§ Exercise instructions: According to the featured-writer introduction, where did Christopher DiCicco earn his master's degree in Creative Writing, and in what year?

§ Given passage:

Today it makes me so happy to introduce you to another individual in my featured writers series, Christopher DiCicco.

Christopher completed his undergraduate degree in English and Education at Temple University. He then went on to graduate from Arcadia University with a master’s degree in Creative Writing in 2013. Today he lives in Yardley, Pennsylvania with his wife and children, pursuing his writing career from atop their house in a converted attic office.

Christopher’s short stories have been well-received by an audience of eager readers. He has published short works in literary journals such as The Cossack Review, Wyvern Lit, Cheap Pop, and still others. In 2015, Christopher published his first book, a collection of his favorite short stories, entitled So My Mother, She Lives In The Clouds with Hypertrophic Press. To celebrate the launch of his first collection, Christopher and his publishers returned to Arcadia where they hosted a reading and a workshop targeted at helping university student writers achieve their dreams of publication.

In my talk with Christopher, I investigate the importance behind his short stories and why he writes them. We look at his journey from magazine to book publication as well as the struggles and victories he has experienced along the way. I hope you enjoy meeting Christopher and learning about how this fantastic writer has grown into the individual he is today.

Jamie: Hi Christopher. I’m excited to welcome you to my blog today. By way of an introduction, how would you describe yourself to people who don’t know you?

Location identification listing
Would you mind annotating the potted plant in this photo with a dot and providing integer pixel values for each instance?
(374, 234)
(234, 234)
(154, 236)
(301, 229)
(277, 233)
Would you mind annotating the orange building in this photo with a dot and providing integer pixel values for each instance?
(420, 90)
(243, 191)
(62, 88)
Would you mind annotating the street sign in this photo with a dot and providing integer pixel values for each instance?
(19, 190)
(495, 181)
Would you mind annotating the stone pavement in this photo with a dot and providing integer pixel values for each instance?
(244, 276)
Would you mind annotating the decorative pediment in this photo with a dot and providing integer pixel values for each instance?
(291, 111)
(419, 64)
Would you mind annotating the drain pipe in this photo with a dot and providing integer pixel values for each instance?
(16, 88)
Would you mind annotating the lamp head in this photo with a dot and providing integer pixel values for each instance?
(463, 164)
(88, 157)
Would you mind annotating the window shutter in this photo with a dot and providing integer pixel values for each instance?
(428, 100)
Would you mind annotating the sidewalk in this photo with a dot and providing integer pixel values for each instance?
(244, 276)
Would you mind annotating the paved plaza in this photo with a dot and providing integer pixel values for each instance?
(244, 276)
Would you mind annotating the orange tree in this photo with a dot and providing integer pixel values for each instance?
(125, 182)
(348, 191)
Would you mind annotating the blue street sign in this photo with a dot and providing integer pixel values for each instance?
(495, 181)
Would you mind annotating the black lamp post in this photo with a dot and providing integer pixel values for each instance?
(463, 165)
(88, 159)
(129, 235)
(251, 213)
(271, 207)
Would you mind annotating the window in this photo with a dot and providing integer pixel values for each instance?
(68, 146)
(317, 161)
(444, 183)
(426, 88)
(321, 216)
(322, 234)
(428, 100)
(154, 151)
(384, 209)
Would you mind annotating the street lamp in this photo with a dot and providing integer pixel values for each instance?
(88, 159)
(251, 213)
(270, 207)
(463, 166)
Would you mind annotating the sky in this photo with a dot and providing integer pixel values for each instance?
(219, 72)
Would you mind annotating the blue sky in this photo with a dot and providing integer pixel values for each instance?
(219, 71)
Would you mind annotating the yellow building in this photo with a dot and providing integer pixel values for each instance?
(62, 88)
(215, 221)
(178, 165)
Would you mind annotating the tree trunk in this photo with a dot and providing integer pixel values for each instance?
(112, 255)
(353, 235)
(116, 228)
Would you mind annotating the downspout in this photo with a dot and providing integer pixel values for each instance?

§ Output of the exercise: Arcadia University, in 2013.